**Source text**
◇ ◇ ◇

Question regarding resampling

Hello,

Thank you for the great framework that you have shared with the community.

I have a question regarding the resampling: sf_resample = Resampling((3.22, 1.62, 1.62)) seems to do wonders with regards to the speed of processing and with the results; other resampling values (for example ones similar to my used dataset or (1,1,1) seem to fall out completely and greatly slow the preprocessing phase). I know that you briefly described it in https://github.com/frankkramer-lab/MIScnn/blob/master/examples/LCTSC_DICOMInterface.ipynb but it is still too cryptic for me. Could you please provide some pointers or at least some documentation that I can check?

Thanks a lot.

For the record, I am using your framework with a multi-class CT dataset (with moderate results currently; but still working on improving it)

Hey @valentinogrean,

sorry for the late reply.

Thank you for the great framework that you have shared with the community.

Thank you for these kind words. Happy to help.

Could you please provide some pointers or at least some documentation that I can check?

Sure, no problem.

In order to fully understand voxel spacings, it is helpful to have a look on the process of how e.g. CT images are created.

If a CT captures the image, it will result into the raw image matrix which is 'encoded' in a world/physical coordinate system. (Check out the fundamental concepts blog of SimpleITK) In order to only capture the relevant part of this raw image and normalize it a bit, only a subpart is selected and transformed into the image coordinate system. Important part: The resolution of the image coordinate system is fixed. (Mostly something like 512x512x_)

Therefore, a single pixel (or voxel in a 3D space) represents a compressed part of the original image. If the original image is bigger, than the compressed part is logically also bigger. -> The sizes of this compression ratio is defined as the voxel spacing / pixel spacing / pixel space / pixel or voxel size / space ratio.

Now, the problem arises:

Due to this resizing of the original image subpart into the 512x512x_ resolution, the image can be somekind of stretched or compressed in the Z-Axis if you directly compare resulting CT scans with each other. The reason for this is exactly that the original images have different sizes.

Neural Networks have big difficulties in learning patterns if the images have not a common voxel spacing. Therefore, it is required to normalize all samples to common voxel spacing. This can be achieved via resizing the images accordingly by computing a unique new shape for each image.

How does this work?

Let's have a look on the Python code for the MIScnn subfunction resampling:

        # Calculate spacing ratio
        ratio = current_spacing / np.array(self.new_spacing)

        # Calculate new shape
        new_shape = tuple(np.floor(img_data.shape[0:-1] * ratio).astype(int))

◇ ◇ ◇

**Entries provided**
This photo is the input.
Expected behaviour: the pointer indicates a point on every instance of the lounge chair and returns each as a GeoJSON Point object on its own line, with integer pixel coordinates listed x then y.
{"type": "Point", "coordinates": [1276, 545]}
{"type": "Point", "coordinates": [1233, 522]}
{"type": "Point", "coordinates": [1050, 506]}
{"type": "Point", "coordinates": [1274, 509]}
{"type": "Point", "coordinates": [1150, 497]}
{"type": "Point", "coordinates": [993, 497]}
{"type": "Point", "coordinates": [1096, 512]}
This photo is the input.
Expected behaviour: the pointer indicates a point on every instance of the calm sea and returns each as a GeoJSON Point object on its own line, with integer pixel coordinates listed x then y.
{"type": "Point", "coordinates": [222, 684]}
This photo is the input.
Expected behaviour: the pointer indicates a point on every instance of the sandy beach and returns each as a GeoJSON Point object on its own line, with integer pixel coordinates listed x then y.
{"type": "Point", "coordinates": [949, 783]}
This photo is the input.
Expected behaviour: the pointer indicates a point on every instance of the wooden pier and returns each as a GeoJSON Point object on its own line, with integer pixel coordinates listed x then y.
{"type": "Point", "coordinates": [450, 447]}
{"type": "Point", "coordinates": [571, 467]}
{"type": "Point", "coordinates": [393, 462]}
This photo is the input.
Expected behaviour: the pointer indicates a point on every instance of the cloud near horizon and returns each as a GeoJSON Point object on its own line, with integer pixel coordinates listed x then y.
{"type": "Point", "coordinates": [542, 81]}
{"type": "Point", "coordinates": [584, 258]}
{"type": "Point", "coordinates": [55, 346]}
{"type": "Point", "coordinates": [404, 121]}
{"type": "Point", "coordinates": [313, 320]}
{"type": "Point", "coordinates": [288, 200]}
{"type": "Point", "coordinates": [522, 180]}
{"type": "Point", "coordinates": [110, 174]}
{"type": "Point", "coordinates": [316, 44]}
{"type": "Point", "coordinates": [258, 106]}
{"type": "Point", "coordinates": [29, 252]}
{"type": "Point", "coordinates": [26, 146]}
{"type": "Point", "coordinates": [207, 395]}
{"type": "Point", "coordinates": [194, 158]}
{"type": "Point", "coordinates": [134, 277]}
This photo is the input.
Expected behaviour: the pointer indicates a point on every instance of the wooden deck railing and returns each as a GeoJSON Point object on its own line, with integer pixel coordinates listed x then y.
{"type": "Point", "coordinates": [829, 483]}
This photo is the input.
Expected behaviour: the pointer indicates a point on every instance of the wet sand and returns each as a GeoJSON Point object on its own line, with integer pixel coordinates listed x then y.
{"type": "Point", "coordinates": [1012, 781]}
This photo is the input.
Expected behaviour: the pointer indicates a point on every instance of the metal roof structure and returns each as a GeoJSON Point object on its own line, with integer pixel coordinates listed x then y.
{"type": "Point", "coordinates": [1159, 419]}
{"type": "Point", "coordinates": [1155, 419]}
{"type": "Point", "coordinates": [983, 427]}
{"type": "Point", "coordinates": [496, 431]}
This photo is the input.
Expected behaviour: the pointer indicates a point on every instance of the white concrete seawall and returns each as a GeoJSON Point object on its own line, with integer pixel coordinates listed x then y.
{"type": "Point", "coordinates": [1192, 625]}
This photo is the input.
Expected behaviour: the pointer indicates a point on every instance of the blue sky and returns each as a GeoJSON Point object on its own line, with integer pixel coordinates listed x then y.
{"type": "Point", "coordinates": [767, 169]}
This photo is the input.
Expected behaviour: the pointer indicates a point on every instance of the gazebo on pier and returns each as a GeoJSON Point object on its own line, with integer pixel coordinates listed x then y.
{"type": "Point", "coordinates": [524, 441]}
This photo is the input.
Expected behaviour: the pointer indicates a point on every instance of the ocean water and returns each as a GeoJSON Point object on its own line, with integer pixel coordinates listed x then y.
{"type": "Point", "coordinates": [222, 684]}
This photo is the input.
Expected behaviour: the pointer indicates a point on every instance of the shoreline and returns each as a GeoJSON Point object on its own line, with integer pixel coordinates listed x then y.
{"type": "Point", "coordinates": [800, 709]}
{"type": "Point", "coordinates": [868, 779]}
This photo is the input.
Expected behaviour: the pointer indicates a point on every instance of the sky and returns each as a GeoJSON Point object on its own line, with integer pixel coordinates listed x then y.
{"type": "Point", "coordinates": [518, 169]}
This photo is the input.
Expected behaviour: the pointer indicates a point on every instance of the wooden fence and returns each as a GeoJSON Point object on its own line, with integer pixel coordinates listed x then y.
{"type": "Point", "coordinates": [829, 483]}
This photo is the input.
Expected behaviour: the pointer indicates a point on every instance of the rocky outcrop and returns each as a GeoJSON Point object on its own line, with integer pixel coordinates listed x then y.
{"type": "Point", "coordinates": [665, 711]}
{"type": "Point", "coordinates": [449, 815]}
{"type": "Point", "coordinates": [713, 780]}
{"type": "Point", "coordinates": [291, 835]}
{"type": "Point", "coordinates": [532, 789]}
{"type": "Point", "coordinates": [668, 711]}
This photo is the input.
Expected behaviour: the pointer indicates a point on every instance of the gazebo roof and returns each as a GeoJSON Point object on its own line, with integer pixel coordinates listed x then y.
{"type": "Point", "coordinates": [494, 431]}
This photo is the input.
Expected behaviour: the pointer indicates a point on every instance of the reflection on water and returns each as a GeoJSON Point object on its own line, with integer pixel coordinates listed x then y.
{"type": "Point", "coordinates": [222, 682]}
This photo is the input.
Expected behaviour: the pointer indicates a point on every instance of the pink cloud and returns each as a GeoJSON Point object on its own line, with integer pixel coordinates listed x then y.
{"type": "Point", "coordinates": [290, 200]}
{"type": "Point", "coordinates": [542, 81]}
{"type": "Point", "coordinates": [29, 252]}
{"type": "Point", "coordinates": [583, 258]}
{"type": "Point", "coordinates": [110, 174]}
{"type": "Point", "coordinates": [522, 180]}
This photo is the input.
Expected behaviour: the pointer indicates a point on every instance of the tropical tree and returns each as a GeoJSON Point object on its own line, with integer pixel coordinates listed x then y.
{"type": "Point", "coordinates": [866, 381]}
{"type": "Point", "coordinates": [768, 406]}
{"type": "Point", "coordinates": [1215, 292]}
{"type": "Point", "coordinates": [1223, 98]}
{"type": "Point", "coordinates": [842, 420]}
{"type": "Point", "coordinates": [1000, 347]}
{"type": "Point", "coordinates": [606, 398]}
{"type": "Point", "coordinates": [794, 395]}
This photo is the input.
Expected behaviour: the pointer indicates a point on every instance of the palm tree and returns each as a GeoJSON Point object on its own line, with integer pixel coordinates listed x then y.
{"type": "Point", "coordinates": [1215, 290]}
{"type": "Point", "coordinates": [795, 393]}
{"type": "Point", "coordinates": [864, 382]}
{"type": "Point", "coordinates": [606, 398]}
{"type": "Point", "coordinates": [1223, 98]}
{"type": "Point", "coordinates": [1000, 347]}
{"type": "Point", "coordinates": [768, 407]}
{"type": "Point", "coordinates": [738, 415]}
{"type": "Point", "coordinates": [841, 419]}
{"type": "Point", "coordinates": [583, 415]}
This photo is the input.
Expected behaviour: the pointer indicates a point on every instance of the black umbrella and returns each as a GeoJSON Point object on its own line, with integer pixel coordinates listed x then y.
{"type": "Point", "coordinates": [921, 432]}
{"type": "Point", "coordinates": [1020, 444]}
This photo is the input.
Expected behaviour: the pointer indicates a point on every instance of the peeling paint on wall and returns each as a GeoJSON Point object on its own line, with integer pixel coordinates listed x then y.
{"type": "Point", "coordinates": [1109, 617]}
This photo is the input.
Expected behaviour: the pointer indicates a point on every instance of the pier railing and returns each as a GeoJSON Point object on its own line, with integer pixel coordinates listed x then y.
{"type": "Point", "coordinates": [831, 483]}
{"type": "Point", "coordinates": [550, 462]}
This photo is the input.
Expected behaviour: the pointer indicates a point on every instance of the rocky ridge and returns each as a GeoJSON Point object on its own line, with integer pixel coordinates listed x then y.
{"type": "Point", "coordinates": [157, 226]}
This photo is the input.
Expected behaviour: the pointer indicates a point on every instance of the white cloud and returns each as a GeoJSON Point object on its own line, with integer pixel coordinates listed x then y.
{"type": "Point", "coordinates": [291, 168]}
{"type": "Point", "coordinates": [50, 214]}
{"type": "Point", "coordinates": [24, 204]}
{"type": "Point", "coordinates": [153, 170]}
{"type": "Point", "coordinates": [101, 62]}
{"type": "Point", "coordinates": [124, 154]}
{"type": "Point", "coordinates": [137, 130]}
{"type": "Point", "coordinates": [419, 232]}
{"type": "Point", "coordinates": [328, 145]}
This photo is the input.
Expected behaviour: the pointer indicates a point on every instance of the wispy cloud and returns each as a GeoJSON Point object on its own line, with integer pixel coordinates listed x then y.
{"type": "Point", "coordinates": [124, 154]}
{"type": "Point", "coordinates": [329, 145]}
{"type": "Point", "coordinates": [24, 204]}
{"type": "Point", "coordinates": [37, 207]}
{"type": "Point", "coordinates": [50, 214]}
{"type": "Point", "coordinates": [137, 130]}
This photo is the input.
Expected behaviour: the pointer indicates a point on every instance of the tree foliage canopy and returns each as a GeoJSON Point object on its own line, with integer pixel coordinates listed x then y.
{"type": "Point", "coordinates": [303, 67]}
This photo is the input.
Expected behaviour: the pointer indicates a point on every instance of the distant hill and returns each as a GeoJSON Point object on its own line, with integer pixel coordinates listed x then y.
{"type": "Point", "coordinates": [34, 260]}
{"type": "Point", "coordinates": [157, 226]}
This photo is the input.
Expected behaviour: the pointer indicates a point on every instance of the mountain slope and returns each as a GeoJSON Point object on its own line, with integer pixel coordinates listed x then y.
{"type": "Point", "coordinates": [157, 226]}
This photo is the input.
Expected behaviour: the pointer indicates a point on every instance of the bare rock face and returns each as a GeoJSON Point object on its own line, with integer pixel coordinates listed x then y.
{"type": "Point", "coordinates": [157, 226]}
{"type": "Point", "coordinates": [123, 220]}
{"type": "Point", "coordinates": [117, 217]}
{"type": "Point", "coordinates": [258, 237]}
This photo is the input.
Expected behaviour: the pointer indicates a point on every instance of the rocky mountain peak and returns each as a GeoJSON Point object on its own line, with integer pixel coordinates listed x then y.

◇ ◇ ◇

**Stated goal A**
Answer these questions from the resampling thread:
(i) Which resampling values did the person asking say work well for processing speed and results?
(ii) According to the reply, what is the usual fixed resolution of the image coordinate system?
(iii) Which blog does the reply point to for coordinate systems?
**Stated goal B**
Carry on writing the resampling thread from its last line.

**Written response A**
(i) (3.22, 1.62, 1.62)
(ii) 512x512x_
(iii) The fundamental concepts blog of SimpleITK

**Written response B**
        # Resize imaging data
        img_data, seg_data = augment_resize(img_data, seg_data, new_shape,
                                            order=3, order_seg=1, cval_seg=0)

We utilize the current spacing of the image and divide it with the desired spacing (e.g. 1x1x1)
The resulting ratio have to be applied on the current shape of the image in order to obtain the new shape
In the final step, the image have to be resized to the new computed shape

Voxel Spacing

for example ones similar to my used dataset or (1,1,1) seem to fall out completely and greatly slow the preprocessing phase

We have to understand here, that depending on our desired voxel spacing, all images are resized which lead to either an increase or decrease of image sizes.

If the new voxel spacing is bigger than the current spacing -> The resampled image gets smaller (more compressed) If the new voxel spacing is smaller than the current spacing -> The resampled image gets bigger (more into the raw shape)

Therefore a (1,1,1) resampling most probably leads to very big images which increases runtime. (And also required GPU memory if a fullimage analysis approach is selected).

How do we know which voxel spacing is the best?

Via experimenting... :D

The best way to go is to compute the median images sizes of your dataset after the resampling. Then you should aim at that your patch size should be 1/4 up to 1/64 of this median image size of your dataset.

Therefore my personal approach is:

I increase my patch size to the maximum according to the GPU VRAM (160x160x80 for U-Net standard with 16GB VRAM)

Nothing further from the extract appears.